● SUPPLIED PASSAGE
++++++++

One of the sessions at Gamescom I was really looking forward to was Ghost of a Tale, made by a former Dreamworks employee who wanted to develop a role playing game featuring animals. I met with Lionel Gallat, known better by those who follow the development of the game as Seith.

Upon arrival Seith let me know that the playable demo was especially prepared for Gamescom, while in the meantime placing the controller in my hands with a short explanation of what button did what.

In the demo you play a mouse named Tilo, a minstrel, who has been thrown in a very old jail, located at the top of a cliff overlooking a big lake and guarded by rats. During the game you will find out why Tilo was thrown in jail and who he is. In addition the game will provide clues about who the mice and rats are and why there is a feud between them. According to Seith it is not a very complicated story and it is based on human relationships with its flaws.

The point of the demo is to escape the prison, but as you are a tiny mouse your fighting skills aren't worth much, especially not against rats that are three times your size, so you will have to use your intelligence to defeat the rats in another way. The game has 3 ways of moving forward; normal, sneaking and running. If you approach a rat that is sleeping, you can get past it by sneaking. When you approach the rat, a small diamond shaped figure is displayed that serves as a detection indicator. When it is completely filled with a red color the rat will wake up and see you. By sneaking and halting (to lower the detection level in the diamond) repeatedly, you can pass the rat without it noticing you. This specific rat also holds a key you need to unlock a door further down the corridor you are in, which makes it a bit trickier to not wake the rat.

(Note: the following images show sneaking in progress and are photos taking from a screen, which is why the quality is not optimal)

Once that has been accomplished a next rat awaits that is wide awake. You can pass this specific rat by running past him at the right moment, going through a door and hide in a cupboard. The rat will enter the room and search for you, but will not find you and leave. There are other objects you can hide in as well, like a basket or a trunk you can jump into, but you can also disguise yourself to pass unnoticed in some occasions.

++++++++

● DATA
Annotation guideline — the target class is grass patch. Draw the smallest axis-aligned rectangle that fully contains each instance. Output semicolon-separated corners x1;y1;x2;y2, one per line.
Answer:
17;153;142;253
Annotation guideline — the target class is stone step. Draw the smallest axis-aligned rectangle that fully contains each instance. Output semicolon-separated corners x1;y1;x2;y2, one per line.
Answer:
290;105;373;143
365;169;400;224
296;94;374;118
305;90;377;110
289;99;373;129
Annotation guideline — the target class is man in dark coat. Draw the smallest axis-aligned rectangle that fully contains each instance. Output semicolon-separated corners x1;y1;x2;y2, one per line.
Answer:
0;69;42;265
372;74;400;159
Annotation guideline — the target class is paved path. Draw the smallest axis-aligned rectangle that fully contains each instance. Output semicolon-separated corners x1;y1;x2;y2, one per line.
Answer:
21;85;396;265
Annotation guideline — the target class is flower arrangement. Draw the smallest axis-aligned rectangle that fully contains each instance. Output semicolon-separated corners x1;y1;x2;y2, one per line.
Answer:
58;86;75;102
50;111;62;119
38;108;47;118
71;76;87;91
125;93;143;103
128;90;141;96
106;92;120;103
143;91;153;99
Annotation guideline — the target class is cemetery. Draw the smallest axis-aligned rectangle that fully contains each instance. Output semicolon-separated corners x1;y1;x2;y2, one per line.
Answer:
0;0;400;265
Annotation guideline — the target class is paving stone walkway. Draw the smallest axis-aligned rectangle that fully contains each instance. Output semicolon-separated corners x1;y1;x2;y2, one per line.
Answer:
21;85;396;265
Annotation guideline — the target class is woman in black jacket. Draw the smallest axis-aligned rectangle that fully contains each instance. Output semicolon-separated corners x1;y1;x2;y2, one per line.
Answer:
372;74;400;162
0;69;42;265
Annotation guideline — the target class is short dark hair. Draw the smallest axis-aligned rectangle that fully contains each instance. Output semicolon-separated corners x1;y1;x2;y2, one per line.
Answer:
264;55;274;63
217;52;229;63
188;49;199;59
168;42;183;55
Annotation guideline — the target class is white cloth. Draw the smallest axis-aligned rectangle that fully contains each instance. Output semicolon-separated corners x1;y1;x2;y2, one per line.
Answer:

++++++++

● INSTRUCTIONS TO FOLLOW
What three ways of moving does the game offer, according to the Ghost of a Tale preview?

● RESPONSE BELOW
Normal, sneaking and running.